● **TASK OBJECTIVE**
Make an exact copy of all the data, pictures excluded.

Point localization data
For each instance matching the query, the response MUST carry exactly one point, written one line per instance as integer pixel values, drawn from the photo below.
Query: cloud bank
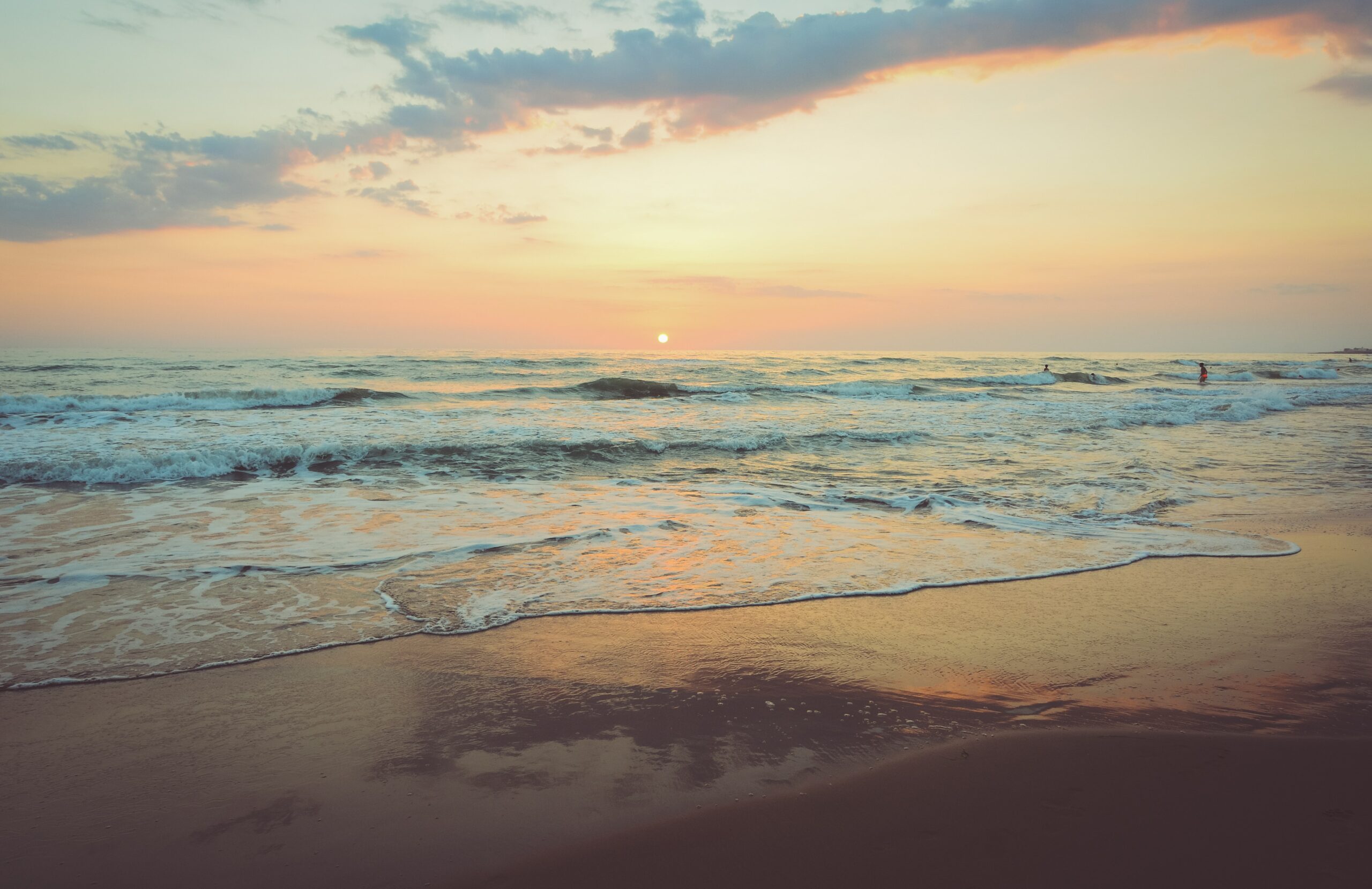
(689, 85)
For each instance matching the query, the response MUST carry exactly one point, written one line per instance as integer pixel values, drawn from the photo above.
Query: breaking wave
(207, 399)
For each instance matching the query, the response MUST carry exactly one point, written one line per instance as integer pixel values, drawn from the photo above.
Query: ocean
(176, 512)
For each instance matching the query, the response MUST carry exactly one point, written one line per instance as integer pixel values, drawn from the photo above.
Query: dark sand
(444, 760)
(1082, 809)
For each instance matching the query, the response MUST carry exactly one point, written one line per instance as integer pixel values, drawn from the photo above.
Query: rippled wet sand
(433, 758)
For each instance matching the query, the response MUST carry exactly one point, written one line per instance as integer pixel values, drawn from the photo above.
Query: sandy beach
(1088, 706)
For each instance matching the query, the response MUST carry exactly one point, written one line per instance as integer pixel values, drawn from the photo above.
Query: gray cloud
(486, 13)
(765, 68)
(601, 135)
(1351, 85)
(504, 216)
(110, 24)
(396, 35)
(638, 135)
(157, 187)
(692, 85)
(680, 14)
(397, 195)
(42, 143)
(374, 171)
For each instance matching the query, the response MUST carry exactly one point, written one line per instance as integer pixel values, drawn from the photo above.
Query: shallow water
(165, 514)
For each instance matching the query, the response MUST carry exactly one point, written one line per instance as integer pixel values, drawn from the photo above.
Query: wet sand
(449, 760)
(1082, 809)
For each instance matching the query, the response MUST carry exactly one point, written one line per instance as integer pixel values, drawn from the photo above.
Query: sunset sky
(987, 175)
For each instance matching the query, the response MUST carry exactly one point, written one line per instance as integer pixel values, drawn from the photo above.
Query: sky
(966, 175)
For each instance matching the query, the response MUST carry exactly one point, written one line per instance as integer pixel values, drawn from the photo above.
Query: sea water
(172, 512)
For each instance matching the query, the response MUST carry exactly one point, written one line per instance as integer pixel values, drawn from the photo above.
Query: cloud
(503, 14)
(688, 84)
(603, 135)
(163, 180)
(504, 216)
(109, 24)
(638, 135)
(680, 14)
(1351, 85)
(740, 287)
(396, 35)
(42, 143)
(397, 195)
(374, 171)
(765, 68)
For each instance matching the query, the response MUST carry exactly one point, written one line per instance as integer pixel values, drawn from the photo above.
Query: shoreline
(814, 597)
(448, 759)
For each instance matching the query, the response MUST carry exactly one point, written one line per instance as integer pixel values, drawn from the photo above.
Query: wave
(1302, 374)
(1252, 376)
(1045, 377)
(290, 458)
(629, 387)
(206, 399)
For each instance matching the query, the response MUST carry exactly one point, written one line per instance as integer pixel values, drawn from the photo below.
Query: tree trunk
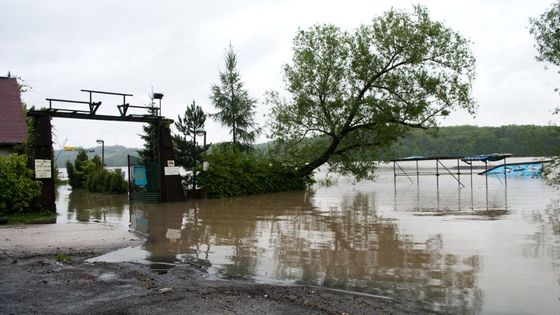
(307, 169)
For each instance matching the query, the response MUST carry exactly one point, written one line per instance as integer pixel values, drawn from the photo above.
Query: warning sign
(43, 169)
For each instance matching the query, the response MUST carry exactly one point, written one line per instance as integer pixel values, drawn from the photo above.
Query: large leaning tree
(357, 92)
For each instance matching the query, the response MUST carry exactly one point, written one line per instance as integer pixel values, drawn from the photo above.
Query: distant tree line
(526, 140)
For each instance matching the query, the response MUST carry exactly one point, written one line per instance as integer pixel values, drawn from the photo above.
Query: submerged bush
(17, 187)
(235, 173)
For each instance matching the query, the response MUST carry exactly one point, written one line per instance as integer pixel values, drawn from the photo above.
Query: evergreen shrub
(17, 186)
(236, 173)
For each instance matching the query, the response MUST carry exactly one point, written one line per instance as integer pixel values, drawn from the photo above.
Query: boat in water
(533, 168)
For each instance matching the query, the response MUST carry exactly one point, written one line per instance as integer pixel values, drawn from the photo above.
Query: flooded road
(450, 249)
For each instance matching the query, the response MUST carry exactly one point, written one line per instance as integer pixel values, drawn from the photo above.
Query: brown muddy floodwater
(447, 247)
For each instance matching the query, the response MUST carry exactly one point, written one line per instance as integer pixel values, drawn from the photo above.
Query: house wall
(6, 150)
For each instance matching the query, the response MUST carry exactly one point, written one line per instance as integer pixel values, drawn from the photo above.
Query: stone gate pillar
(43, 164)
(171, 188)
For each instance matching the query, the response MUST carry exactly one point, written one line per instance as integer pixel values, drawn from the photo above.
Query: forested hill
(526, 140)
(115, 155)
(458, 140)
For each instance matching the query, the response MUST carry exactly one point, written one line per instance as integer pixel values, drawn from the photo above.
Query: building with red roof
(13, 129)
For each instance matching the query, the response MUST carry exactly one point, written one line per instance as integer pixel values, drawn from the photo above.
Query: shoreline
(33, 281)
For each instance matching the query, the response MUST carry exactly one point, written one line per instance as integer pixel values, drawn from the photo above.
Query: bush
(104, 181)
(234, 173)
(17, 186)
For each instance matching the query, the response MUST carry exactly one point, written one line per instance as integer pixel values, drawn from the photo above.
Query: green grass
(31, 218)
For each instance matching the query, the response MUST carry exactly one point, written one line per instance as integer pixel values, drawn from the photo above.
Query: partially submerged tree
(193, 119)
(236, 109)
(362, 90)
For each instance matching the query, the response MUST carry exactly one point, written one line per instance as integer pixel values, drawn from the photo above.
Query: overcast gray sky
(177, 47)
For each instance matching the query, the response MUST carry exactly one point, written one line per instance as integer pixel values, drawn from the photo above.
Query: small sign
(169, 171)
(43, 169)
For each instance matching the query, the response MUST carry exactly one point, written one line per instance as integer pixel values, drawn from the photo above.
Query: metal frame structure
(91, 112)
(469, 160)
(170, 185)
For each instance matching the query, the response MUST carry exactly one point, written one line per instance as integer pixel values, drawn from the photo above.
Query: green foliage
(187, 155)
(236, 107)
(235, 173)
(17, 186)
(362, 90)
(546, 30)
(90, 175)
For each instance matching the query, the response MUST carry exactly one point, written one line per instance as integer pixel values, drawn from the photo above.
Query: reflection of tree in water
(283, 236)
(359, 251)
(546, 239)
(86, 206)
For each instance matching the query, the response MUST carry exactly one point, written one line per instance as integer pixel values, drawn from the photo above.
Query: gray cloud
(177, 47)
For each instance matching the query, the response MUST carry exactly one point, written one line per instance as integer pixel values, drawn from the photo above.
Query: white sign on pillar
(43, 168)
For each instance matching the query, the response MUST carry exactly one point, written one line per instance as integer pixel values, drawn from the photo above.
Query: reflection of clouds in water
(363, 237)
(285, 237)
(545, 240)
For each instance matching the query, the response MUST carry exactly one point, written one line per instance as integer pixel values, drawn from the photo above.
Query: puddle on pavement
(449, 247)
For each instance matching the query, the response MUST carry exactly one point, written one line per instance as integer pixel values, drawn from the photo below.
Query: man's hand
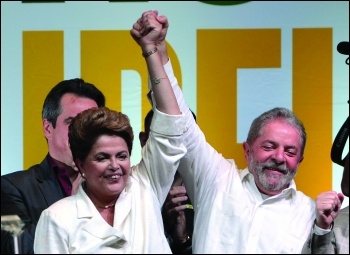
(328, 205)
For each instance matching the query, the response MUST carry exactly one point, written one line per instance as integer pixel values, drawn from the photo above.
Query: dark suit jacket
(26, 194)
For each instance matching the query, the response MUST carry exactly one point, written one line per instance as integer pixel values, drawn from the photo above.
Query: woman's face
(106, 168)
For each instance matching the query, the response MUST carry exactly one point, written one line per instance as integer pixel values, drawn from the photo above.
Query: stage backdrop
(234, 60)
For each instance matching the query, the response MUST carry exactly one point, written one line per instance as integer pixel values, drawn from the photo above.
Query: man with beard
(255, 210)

● **EXPECTED OUTPUT**
For each instance matching the query, the response MUST carry exactly one point, written one line per instance as integer pixel values, drawn from the photo below.
Query: cloud bank
(689, 85)
For each instance matching the query, the response MUST carry exactly one point, written one line per instance as integer pixel values, drawn from the photo above.
Query: breaking wave
(207, 399)
For each instance matching the query, the response MUST carry exactly one point, written one line per instance as integer pixel values, drawn from the photo above.
Query: ocean
(176, 512)
For each instance matching the query, the response MUST carry exactly one point, written one line per instance as integer pixel values, drawn from the photo above.
Query: dark sand
(444, 760)
(1082, 809)
For each instance matching the query, the response MUST carry exactly one point, written one line per instance as integer pixel values, drawn from the photo above.
Query: rippled wet sand
(433, 758)
For each instance matching the query, the response MUST carry exactly one point, written one line per instance as integer pixel values, drawn from the photo above.
Query: sandy beach
(1088, 706)
For each instance matching the query, the response MUST carry exactly one point, written one line per instance as integer pixel values, drawn from the photo above.
Query: gray cloud
(486, 13)
(765, 68)
(601, 135)
(1351, 85)
(504, 216)
(110, 24)
(396, 35)
(638, 135)
(157, 187)
(692, 85)
(680, 14)
(397, 195)
(42, 143)
(374, 171)
For each instance matching the query, the response MUST carry exactly one point, written one line per instance as integer pixel values, drawn from the photo above.
Query: shallow water
(165, 514)
For each instance matching the query, the response MUST carry exactly one point, written one line per instance as integer pixel values, drawn from the photo above.
Query: wet sand
(449, 760)
(1082, 809)
For each instance matching the query, the response MUST carry exactly one point, written one line per instance as integer pixel values, drawn from the photo above.
Query: sunset sky
(987, 175)
For each instance matching the query, the response MUST carry exactly one point, written one line per instance as integer pixel values, drawn from the photo above.
Query: sky
(966, 175)
For each instance matching the query, the response MUST carry exactly one point, written one line per instance as integer pixel values, drawn from the photo above.
Query: sea water
(172, 512)
For each instance matching the query, the response MUST carry exactly one point, written one line per instance as integer pixel values, drawn from the photo above.
Query: cloud
(503, 14)
(688, 84)
(603, 135)
(163, 180)
(504, 216)
(109, 24)
(638, 135)
(680, 14)
(1351, 85)
(740, 287)
(396, 35)
(42, 143)
(397, 195)
(374, 171)
(765, 68)
For each instance matching the query, the response MUST carry exactly one point, written one line per instance as integer pixel values, drawn from the photo above.
Query: shoreline
(814, 597)
(448, 759)
For each instance matching the query, the response MUST carry exactly one point, written one line per instance as integer pixel values, drawn from the photo above.
Query: wave
(1302, 374)
(1252, 376)
(1045, 377)
(290, 458)
(629, 387)
(206, 399)
For each instance matching the query, the response MUST carry exactly one point, written one line per instance as integer pixel values, drawn from the photo below.
Query: tree trunk
(307, 169)
For each instance matching the query, the response MUST carry exactly one point, written one line per instance as integer pixel values, drawn from the photo above.
Query: warning sign
(43, 169)
For each instance matching the query, the response MUST carry exactly one point, written one line per instance as integer pixel values, drawn from the photo above.
Query: large leaning tree
(357, 92)
For each instance matching the query, the response MUST carry exactly one point, written one line per instance as integer pixel values, drawn from the photo above.
Query: distant tree line
(526, 140)
For each instance matching the query, the response MUST carry exactly one point, written one line per instance as integer pixel values, drawn from the photo above.
Query: submerged bush
(17, 187)
(235, 173)
For each instance matching the query, the response MUST carry exactly one point, written one line per instance as integer pixel values, drawn from the photo above.
Query: evergreen shrub
(17, 186)
(236, 173)
For each instance matching the query, the response MUST carry exactly one point, written one line per instance as integer pixel values, drawn from the photo above.
Query: boat in water
(533, 168)
For each instance matching the query, the response MUST carry exactly one point, written one line per instance as integer pixel values, drawn from the photo above.
Query: flooded road
(450, 249)
For each instance matching the query, the response MUST carry exactly one point, written one line per instance as integer pixel values, drawn from the photo above.
Query: brown muddy floodwater
(447, 247)
For each instance matching the query, the response MUST carry exactly one point, written one line per instance as integer pixel values, drawn from the photo above.
Query: house wall
(6, 150)
For each instance matching the query, the response MUST carry exactly one point, written one line per instance as integer pixel values, drawn from the photo above.
Query: stone gate pillar
(43, 164)
(171, 188)
For each instance matching the query, the response MUST carry exactly one point, written one line per instance as integer pixel values, drawn from the photo above.
Query: forested hill
(526, 140)
(115, 155)
(458, 140)
For each instance matching the query, the response MUST carry exactly one point, written one line per instance as integer pixel values, drawn from the photo above.
Query: building with red roof
(13, 129)
For each instance matching the query, the response MUST carry exactly one point, written one line per instance as integer pixel values, drawn from the photo above.
Query: shoreline
(33, 281)
For each instance matching the query, the response MUST carry exactly one point, written one line per instance as integer pixel values, drawn from the photo above.
Query: bush
(104, 181)
(234, 173)
(17, 186)
For each instance matching the query, the response MUST carry exactly one point, written one line per instance as integer pixel values, drawn from the photo above.
Query: green grass
(31, 218)
For each instance matching the query, the response MUST carry exactly one point, written one line per instance as integer pixel values, drawn from the photo above.
Query: partially submerged tree
(193, 119)
(236, 109)
(362, 90)
For each instance matching the query, the response MUST carry exactly one point, written one line per instance as integer pixel values, drawn from the photo above.
Query: overcast gray sky
(177, 47)
For each instance matching the query, the response MUST carry exactly one point, written one line per instance as integer pixel values, drawn from the photo above.
Query: small sign
(169, 171)
(43, 169)
For each instance matching the query, the response MUST carry exactly one point, written one line per instance as integer pixel values, drawn from the photo above.
Query: metal frame structure
(91, 112)
(469, 160)
(170, 185)
For each instance matching the query, the response MUST carry exactly one point, written one line per instance as integer pixel values, drawn from the photo above.
Query: green foliage
(187, 155)
(236, 107)
(235, 173)
(17, 186)
(362, 90)
(546, 30)
(90, 175)
For each instance matching the query, the response MUST carry exactly one point, written one line per instance as integer pixel values, drawn from the photo above.
Query: reflection of tree in water
(283, 236)
(359, 251)
(546, 239)
(86, 206)
For each instance matching the query, the response MUST carry exactly one point, written one line per instance as integer pixel values, drawn from the photo above.
Query: gray cloud
(177, 47)
For each instance matching the query, the response MUST carry exactly one point, written one line per instance as integer pixel values, drawn from the photo above.
Query: white sign on pillar
(43, 168)
For each instance matching the query, the response MUST carry exactly one point, written one line per instance as integer pixel values, drawn from the photo above.
Query: reflection of clouds in water
(363, 237)
(285, 237)
(545, 240)
For each instance matching the query, the response MUST carry exactly one point, written one line per instance as integer pixel values, drawn from the photo above.
Query: puddle on pavement
(449, 247)
For each instance matching the query, the response MUST carry exactly one point, written one line per instance as integer pixel values, drawn from the photo below.
Query: man's hand
(328, 205)
For each instance matching the query, the response MUST carry exactly one point, written one line per instance as integer pixel values, drawn from the photo above.
Query: dark suit jacket
(26, 194)
For each instance matching the query, the response MUST carry exactly one point, written one line per instance as integer pixel values, drawn from the photo above.
Query: woman's face
(106, 168)
For each instance matching the query, the response MUST carry exactly one point, written one line per instance as integer pixel values, drawn from the photo above.
Query: stage backdrop
(234, 60)
For each instance matching the query, the response MUST carry exactly one point, written one line per instance as integer pixel values, drawn from the photo above.
Query: man with beard
(255, 210)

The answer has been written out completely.